Given text:
# Need to rehome my beautiful ferrets.



## Bluephoebe2 (Apr 9, 2018)

Can anyone help me to find a new home for my three much loved babies. Family illness is forcing me to part with them as I can no longer give them the time and attention they deserve. I have two sisters, Lily and Teddy who are ten months old and both neutered, both very playful and friendly love cuddles and belly rubs. Then there's Buddy, I got him from ferret rescue three years ago so he'll be four and a bit now. He had been rescued as he was so skinny but after three years of good food I have come to realise he is just a small boy. He is very healthy despite his size and also neutered. He is also very friendly and playful but loves to do his own thing. His favourite thing in the world is to sneak into any drawer he can find and curl up for a nap. All three of them are handled every day, used to dogs and love children. Ideally I would love them to stay together as they love each other. I have two large ferret houses that can go with them. I am in Hull, East Yorkshire.
E mail address is [email protected]


----------



## Lurcherlad (Jan 5, 2013)

Ferret Rescue would be the first port of call.


----------



## Bluephoebe2 (Apr 9, 2018)

Thanks, our rescue has closed down now sadly.


----------



## Frolicking Ferrets (Mar 1, 2016)

I take in ferrets that need new homes, I'm not just a breeder but also a rescuer and fosterer. But I think it's a bit late for me to respond to this thread...


----------

Data:
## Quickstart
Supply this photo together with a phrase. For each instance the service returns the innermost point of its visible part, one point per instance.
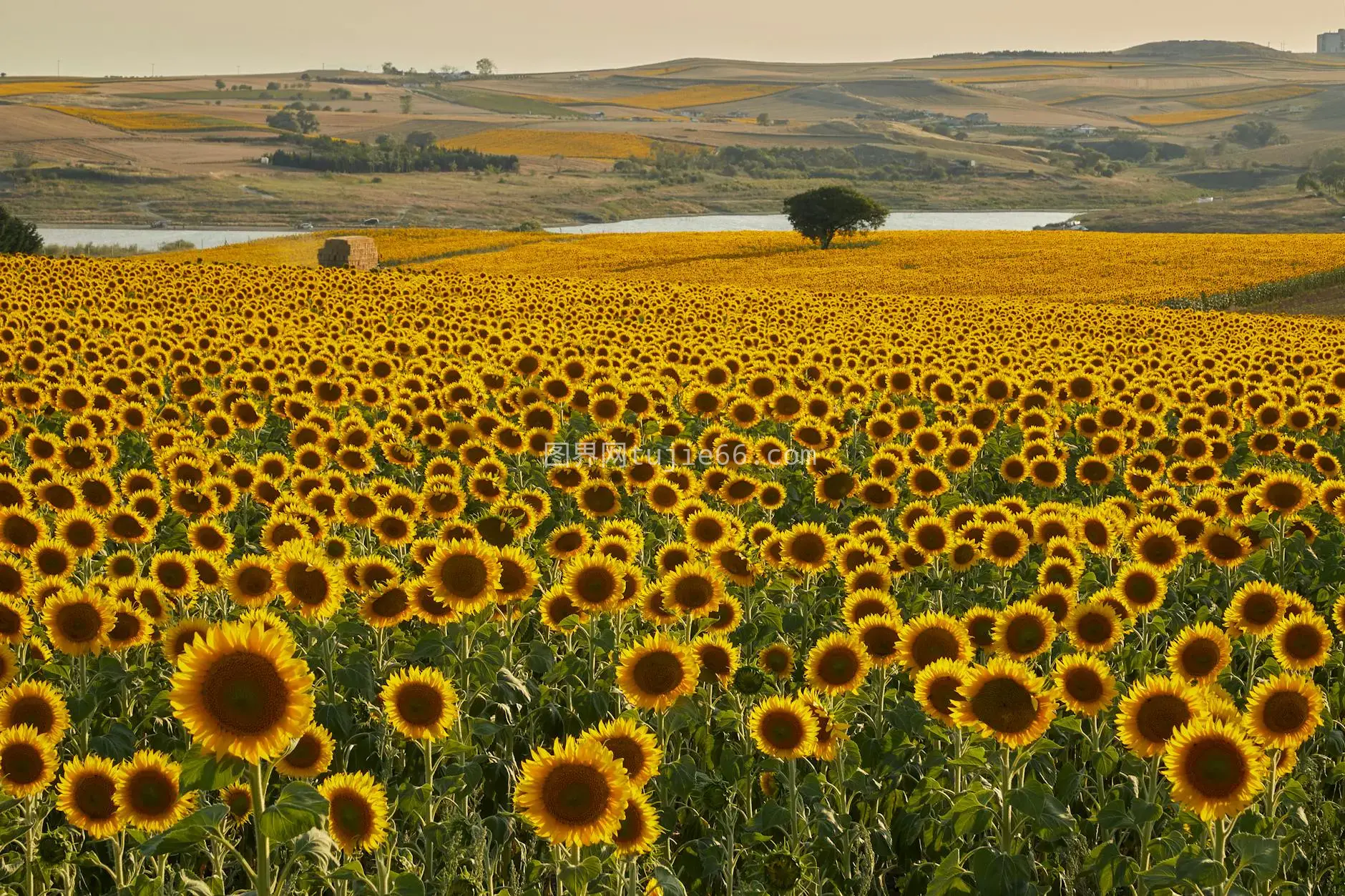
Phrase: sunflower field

What this task involves: Reproduce the ferret rehoming thread in full, word for word. The data that comes after the thread isn't needed for anything here.

Solution to the problem:
# Need to rehome my beautiful ferrets.



## Bluephoebe2 (Apr 9, 2018)

Can anyone help me to find a new home for my three much loved babies. Family illness is forcing me to part with them as I can no longer give them the time and attention they deserve. I have two sisters, Lily and Teddy who are ten months old and both neutered, both very playful and friendly love cuddles and belly rubs. Then there's Buddy, I got him from ferret rescue three years ago so he'll be four and a bit now. He had been rescued as he was so skinny but after three years of good food I have come to realise he is just a small boy. He is very healthy despite his size and also neutered. He is also very friendly and playful but loves to do his own thing. His favourite thing in the world is to sneak into any drawer he can find and curl up for a nap. All three of them are handled every day, used to dogs and love children. Ideally I would love them to stay together as they love each other. I have two large ferret houses that can go with them. I am in Hull, East Yorkshire.
E mail address is [email protected]


----------



## Lurcherlad (Jan 5, 2013)

Ferret Rescue would be the first port of call.


----------



## Bluephoebe2 (Apr 9, 2018)

Thanks, our rescue has closed down now sadly.


----------



## Frolicking Ferrets (Mar 1, 2016)

I take in ferrets that need new homes, I'm not just a breeder but also a rescuer and fosterer. But I think it's a bit late for me to respond to this thread...


----------